**The problem**
Put the records from the line containing "Annotation guideline — the target class is gray" through the line containing "215;344;935;786" into a Markdown table with the columns No. and Text, one line per row and blank lines omitted.

Items from a dataset
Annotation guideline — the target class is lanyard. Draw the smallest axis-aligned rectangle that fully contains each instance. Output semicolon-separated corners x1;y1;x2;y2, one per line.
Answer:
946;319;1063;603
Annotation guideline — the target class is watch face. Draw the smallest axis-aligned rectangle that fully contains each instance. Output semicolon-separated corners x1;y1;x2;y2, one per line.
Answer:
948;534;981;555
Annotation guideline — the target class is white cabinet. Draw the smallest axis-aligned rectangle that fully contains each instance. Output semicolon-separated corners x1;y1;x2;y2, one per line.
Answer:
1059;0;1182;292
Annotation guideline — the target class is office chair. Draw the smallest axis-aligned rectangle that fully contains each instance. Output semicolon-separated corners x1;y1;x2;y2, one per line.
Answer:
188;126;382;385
---
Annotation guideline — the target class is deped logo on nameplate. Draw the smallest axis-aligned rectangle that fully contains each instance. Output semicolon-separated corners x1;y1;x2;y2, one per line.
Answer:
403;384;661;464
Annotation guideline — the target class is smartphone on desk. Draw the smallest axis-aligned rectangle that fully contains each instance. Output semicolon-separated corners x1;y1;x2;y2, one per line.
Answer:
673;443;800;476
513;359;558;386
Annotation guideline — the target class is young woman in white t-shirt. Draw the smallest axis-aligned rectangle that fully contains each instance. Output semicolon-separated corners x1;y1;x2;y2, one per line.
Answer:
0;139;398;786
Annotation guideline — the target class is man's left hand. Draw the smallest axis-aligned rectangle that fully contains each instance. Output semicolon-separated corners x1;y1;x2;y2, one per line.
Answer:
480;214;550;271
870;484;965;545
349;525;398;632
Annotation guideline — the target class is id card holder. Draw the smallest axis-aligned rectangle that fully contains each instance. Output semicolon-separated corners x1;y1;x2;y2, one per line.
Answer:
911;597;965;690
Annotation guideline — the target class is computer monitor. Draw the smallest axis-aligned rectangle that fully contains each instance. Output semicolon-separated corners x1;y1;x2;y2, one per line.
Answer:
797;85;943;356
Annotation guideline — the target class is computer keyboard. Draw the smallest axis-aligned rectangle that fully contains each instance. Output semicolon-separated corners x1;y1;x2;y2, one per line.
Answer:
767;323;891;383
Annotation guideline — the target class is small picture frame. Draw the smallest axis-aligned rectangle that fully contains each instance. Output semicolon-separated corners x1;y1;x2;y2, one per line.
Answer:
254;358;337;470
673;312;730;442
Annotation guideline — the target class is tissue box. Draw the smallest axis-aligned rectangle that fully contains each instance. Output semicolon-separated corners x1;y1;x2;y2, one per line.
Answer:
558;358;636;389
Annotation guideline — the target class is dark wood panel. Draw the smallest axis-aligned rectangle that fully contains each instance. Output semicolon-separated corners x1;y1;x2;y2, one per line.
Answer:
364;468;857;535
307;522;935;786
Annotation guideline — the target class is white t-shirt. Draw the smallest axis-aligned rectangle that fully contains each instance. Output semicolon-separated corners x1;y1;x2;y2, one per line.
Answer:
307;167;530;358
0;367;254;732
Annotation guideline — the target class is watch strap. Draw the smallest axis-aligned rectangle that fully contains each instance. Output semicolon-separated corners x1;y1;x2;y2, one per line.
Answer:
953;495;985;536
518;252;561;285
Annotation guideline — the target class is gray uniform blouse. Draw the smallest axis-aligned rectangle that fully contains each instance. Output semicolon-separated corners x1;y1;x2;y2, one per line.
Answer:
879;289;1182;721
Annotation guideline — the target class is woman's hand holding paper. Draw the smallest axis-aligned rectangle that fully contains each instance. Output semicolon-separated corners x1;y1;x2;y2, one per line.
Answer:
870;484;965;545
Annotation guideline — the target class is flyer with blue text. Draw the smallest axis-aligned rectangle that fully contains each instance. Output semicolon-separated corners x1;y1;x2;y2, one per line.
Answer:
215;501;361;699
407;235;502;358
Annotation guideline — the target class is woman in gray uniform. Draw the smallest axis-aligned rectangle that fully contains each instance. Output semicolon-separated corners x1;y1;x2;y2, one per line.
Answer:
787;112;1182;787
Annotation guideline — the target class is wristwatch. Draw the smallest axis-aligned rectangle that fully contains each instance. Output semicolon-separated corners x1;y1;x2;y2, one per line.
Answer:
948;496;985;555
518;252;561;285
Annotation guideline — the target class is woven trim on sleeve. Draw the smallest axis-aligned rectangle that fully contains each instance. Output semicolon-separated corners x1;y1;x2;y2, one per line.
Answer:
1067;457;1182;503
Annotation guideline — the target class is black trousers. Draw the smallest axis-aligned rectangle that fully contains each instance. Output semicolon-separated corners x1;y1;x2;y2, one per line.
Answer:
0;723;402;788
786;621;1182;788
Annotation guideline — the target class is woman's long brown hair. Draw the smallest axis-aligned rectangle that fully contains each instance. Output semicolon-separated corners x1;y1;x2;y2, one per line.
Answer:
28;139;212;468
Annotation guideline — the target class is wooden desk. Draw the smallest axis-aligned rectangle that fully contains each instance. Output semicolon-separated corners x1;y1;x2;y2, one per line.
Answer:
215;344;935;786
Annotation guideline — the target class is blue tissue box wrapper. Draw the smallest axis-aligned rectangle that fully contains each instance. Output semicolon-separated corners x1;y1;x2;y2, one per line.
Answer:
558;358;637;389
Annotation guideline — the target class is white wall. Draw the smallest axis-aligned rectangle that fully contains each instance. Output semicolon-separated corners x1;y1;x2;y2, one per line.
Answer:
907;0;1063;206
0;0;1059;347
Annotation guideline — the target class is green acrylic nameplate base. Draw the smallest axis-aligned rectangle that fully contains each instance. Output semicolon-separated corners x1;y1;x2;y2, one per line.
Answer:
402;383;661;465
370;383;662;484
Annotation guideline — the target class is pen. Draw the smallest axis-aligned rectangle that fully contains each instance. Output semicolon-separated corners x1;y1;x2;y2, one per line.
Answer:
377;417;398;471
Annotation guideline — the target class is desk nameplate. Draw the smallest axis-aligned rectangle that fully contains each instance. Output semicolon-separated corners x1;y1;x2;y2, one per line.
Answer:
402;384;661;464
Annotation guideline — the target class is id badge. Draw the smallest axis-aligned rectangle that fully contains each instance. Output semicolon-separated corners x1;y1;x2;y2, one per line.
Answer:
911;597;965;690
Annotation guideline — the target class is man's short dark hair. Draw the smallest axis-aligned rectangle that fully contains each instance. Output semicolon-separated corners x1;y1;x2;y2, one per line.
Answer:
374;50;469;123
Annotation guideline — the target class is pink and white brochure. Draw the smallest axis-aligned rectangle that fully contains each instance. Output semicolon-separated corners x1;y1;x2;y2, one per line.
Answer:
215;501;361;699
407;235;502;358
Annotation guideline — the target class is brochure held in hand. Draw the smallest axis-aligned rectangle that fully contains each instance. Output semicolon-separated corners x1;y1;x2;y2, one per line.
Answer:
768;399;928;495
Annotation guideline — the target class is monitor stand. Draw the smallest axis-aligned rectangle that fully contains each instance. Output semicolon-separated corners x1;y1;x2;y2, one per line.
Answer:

**Response to this task**
| No. | Text |
|---|---|
| 1 | Annotation guideline — the target class is gray uniform blouse. Draw the smallest axis-aligned rectangle that fully contains each instance. Output semicolon-separated corners x1;y1;x2;y2, one per line. |
| 2 | Answer: |
| 3 | 879;289;1182;721 |
| 4 | Annotation guideline — the target class is woman's hand holding paper. Draw the smallest axis-aligned rectangle that fully contains each instance. Output semicolon-separated corners x1;y1;x2;y2, one per line. |
| 5 | Answer: |
| 6 | 870;484;965;545 |
| 7 | Annotation guideline — the target class is flyer with blue text. Draw the smallest axis-aligned rectangle that fully contains each instance. Output semicolon-separated corners x1;y1;x2;y2, one per line. |
| 8 | Answer: |
| 9 | 215;501;361;699 |
| 10 | 407;235;502;358 |
| 11 | Annotation guideline — the target class is woman in gray uniform. Draw the smallest axis-aligned rectangle that fully contains each instance. Output semicolon-separated corners x1;y1;x2;y2, one per line. |
| 12 | Answer: |
| 13 | 787;112;1182;787 |
| 14 | Annotation guideline — the target class is wristwatch. Draw the smallest axis-aligned rectangle that fully contains each instance. Output semicolon-separated corners x1;y1;x2;y2, one per line. |
| 15 | Answer: |
| 16 | 948;496;985;555 |
| 17 | 518;252;561;285 |
| 18 | Annotation guideline — the target class is woven trim on sleeve. Draw the smallest axis-aligned rectangle that fully contains each instance. Output semicolon-separated corners x1;y1;x2;y2, one per line. |
| 19 | Answer: |
| 20 | 1067;457;1182;503 |
| 21 | Annotation guideline — the target class is black trousers. Draw the smallest axis-aligned rectangle that fully contains each instance. Output semicolon-separated corners x1;y1;x2;y2, one per line. |
| 22 | Answer: |
| 23 | 0;723;402;788 |
| 24 | 786;621;1182;788 |
| 25 | Annotation guideline — the target class is woman's long brown hair. Draw the smallest axis-aligned rectangle that fully contains each instance. Output semicolon-separated corners x1;y1;x2;y2, one per line. |
| 26 | Answer: |
| 27 | 28;139;212;468 |
| 28 | Annotation guideline — the target class is wooden desk. Draw the smallest axis-aligned rectangle that fully contains each instance. Output semicolon-separated corners x1;y1;x2;y2, one per line. |
| 29 | Answer: |
| 30 | 215;344;935;786 |